Easing of lockdown and border restrictions, along with a stimulatory federal election, see a strong demand recovery through 2022.
In their 2022 outlook, the Morgan Stanley Australia Research team expects the Australian economy to recover quickly from the lockdown headwinds of 2021, with easing restrictions being met with strong demand from both consumers and corporates. The team upgrades their 2022 GDP growth forecast to 4.9% on the back of this strong reopening, with 2023 growth also expected to stay above trend at 3.3%.
Government policy will be an important driver of economic activity next year. With a federal election due by May, the team expects both major parties to propose deficit-expanding policies which should support broader sentiment.
Another key factor will be the easing of international border restrictions, particularly for temporary migrants, which have historically driven Australia's net migration. “We assume a faster recovery in net migrants, increasing by ~150k in 2022 (~0.6% of the population) before normalising to ~250k in 2023 (0.9% of the population)” Chris Read, Research Economist says.

### What to work on
In the Australian economic outlook, what 2022 GDP growth forecast does the Morgan Stanley Australia Research team give? Answer from the Australian economic outlook alone.

(Point-per-instance localization records)
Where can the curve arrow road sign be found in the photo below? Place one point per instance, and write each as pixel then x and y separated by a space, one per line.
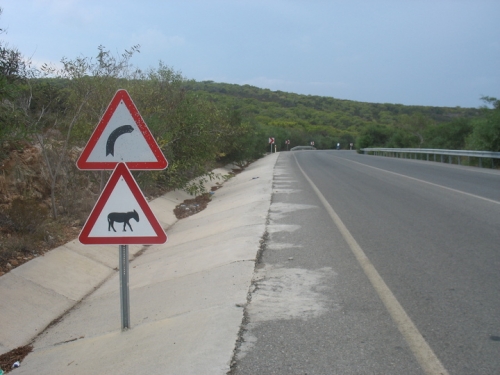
pixel 122 136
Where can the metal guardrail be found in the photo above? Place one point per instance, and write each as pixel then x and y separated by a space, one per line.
pixel 444 155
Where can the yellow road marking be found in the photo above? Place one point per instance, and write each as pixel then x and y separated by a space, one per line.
pixel 429 362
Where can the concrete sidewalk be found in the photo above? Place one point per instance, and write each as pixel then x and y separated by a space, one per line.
pixel 186 296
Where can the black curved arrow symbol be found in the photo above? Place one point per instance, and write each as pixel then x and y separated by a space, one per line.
pixel 110 144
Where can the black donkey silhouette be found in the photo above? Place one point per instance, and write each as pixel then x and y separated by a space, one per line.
pixel 122 217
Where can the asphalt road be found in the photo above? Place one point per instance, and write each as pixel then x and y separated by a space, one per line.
pixel 376 265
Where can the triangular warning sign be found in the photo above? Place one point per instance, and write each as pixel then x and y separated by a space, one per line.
pixel 122 215
pixel 122 136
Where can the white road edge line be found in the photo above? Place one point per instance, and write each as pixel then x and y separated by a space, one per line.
pixel 426 182
pixel 428 361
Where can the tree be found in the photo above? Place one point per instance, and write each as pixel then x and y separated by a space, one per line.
pixel 486 131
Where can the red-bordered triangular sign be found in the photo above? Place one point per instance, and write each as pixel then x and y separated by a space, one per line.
pixel 122 215
pixel 122 136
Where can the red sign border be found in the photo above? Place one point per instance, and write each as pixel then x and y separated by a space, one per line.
pixel 122 170
pixel 121 95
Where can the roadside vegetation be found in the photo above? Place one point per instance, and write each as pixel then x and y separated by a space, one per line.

### Result of this exercise
4.9%